The task: Quote the lines in the records below verbatim, from the line containing "[Batch spec] Target class: house" up to and including the line containing "[[200, 0, 296, 33], [100, 1, 227, 27]]".

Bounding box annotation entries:
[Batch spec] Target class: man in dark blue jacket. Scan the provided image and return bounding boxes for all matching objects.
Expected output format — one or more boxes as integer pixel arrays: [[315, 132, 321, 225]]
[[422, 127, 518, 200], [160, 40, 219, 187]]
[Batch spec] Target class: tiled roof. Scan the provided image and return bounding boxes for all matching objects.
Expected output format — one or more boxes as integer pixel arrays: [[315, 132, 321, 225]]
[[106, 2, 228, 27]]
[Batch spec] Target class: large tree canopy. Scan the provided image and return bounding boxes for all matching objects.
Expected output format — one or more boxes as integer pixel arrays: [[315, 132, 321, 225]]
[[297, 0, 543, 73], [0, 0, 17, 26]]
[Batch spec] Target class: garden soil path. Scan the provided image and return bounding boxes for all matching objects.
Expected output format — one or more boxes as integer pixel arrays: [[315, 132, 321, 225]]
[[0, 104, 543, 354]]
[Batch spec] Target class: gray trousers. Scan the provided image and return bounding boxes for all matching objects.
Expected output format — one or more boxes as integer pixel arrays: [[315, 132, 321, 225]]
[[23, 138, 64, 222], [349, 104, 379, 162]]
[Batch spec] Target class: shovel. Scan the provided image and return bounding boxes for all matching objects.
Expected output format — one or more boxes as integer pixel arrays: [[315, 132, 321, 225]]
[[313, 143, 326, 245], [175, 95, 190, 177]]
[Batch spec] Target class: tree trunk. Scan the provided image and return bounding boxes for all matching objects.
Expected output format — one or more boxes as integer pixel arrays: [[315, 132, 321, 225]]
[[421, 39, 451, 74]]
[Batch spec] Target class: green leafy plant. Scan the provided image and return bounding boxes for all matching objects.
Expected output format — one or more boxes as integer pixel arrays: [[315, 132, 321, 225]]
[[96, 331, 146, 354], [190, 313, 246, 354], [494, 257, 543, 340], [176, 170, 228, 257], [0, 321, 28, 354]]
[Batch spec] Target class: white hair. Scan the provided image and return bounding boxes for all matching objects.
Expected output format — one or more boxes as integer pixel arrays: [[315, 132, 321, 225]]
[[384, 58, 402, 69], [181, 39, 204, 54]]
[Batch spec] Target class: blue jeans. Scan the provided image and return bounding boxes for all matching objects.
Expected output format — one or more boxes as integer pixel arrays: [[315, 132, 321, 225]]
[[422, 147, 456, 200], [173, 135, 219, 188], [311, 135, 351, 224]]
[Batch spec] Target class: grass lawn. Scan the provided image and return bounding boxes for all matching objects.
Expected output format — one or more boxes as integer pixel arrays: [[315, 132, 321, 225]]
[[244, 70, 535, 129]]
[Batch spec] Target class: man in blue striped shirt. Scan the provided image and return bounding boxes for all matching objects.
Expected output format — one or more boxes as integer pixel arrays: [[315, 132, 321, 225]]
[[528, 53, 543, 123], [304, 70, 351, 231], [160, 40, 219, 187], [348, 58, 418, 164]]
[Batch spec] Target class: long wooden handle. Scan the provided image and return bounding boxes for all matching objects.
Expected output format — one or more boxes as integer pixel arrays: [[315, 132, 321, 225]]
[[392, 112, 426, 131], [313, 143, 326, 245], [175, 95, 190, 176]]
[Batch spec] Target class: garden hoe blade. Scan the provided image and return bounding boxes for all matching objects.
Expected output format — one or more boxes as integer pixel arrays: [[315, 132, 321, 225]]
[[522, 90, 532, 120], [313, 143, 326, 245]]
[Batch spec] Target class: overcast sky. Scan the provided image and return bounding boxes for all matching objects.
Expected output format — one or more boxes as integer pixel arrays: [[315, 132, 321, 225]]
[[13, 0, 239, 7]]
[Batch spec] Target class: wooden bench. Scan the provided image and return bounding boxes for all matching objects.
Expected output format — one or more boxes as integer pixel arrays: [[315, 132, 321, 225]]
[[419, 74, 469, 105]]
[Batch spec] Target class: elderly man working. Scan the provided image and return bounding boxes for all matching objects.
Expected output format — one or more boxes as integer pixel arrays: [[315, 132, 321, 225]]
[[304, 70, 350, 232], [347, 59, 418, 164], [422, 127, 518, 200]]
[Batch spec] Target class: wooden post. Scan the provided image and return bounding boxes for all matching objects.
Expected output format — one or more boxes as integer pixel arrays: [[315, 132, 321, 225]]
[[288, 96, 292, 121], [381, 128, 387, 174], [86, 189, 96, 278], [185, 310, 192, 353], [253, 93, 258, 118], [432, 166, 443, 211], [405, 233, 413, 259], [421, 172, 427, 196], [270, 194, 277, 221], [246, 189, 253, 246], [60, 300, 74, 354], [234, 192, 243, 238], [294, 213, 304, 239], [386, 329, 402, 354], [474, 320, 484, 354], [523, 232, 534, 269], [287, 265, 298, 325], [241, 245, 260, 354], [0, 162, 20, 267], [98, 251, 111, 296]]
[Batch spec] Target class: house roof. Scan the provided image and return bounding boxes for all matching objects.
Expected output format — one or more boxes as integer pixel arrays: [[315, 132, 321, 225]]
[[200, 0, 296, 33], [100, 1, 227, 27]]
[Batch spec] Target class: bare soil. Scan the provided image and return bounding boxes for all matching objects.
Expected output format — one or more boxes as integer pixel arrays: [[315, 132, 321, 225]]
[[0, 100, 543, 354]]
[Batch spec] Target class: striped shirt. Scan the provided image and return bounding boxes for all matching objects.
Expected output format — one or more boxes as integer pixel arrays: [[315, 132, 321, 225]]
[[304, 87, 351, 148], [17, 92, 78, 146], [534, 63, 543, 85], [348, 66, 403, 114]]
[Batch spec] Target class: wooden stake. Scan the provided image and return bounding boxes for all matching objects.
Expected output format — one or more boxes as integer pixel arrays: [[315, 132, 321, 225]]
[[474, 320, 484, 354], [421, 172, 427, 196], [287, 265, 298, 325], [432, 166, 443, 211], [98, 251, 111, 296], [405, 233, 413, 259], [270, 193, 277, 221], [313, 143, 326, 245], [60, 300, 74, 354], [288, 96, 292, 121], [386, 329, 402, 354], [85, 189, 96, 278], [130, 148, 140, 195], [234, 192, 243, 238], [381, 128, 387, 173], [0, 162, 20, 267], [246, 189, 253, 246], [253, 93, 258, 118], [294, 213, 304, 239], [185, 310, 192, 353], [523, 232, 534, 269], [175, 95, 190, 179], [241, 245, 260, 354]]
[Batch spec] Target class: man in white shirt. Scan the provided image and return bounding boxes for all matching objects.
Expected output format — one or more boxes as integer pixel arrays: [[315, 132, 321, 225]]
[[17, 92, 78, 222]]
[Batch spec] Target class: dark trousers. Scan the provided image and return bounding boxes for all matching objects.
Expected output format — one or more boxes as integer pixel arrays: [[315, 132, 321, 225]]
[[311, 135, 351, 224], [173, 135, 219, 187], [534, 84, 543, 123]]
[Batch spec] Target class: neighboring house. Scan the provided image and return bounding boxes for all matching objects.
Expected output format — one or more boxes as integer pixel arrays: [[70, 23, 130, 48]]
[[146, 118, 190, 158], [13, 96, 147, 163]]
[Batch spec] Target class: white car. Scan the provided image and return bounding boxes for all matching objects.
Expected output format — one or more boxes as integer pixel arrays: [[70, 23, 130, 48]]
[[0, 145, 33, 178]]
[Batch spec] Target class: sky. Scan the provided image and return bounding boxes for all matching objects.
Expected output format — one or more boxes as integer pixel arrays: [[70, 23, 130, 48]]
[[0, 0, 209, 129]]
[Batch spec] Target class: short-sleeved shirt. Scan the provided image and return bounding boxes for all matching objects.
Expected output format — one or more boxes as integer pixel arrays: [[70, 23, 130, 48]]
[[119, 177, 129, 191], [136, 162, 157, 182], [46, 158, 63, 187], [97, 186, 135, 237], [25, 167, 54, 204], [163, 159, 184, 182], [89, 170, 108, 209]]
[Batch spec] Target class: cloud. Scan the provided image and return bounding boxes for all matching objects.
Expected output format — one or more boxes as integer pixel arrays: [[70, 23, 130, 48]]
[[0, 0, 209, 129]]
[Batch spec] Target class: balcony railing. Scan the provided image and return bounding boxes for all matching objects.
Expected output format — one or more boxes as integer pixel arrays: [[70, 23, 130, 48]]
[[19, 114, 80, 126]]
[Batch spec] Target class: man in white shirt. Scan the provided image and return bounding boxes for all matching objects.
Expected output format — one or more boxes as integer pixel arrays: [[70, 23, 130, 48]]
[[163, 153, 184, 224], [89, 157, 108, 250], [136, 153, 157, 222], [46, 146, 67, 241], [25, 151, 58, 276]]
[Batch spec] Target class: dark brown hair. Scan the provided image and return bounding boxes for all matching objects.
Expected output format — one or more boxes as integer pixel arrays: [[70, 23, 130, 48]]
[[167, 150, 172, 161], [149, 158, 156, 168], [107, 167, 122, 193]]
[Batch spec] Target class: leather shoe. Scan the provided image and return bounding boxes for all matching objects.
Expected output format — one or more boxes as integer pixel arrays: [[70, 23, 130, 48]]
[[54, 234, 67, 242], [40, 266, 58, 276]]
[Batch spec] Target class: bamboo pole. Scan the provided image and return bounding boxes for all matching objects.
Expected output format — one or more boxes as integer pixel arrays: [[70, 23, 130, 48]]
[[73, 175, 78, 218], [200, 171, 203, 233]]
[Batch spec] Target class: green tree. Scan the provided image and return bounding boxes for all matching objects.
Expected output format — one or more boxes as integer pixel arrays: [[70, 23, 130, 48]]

Right answer:
[Batch spec] Target class: house roof. Scan the provided image and return bounding boxes for all matching objects.
Expected output format — one or more boxes as integer pixel arrays: [[315, 132, 321, 225]]
[[200, 0, 296, 33], [100, 1, 227, 27]]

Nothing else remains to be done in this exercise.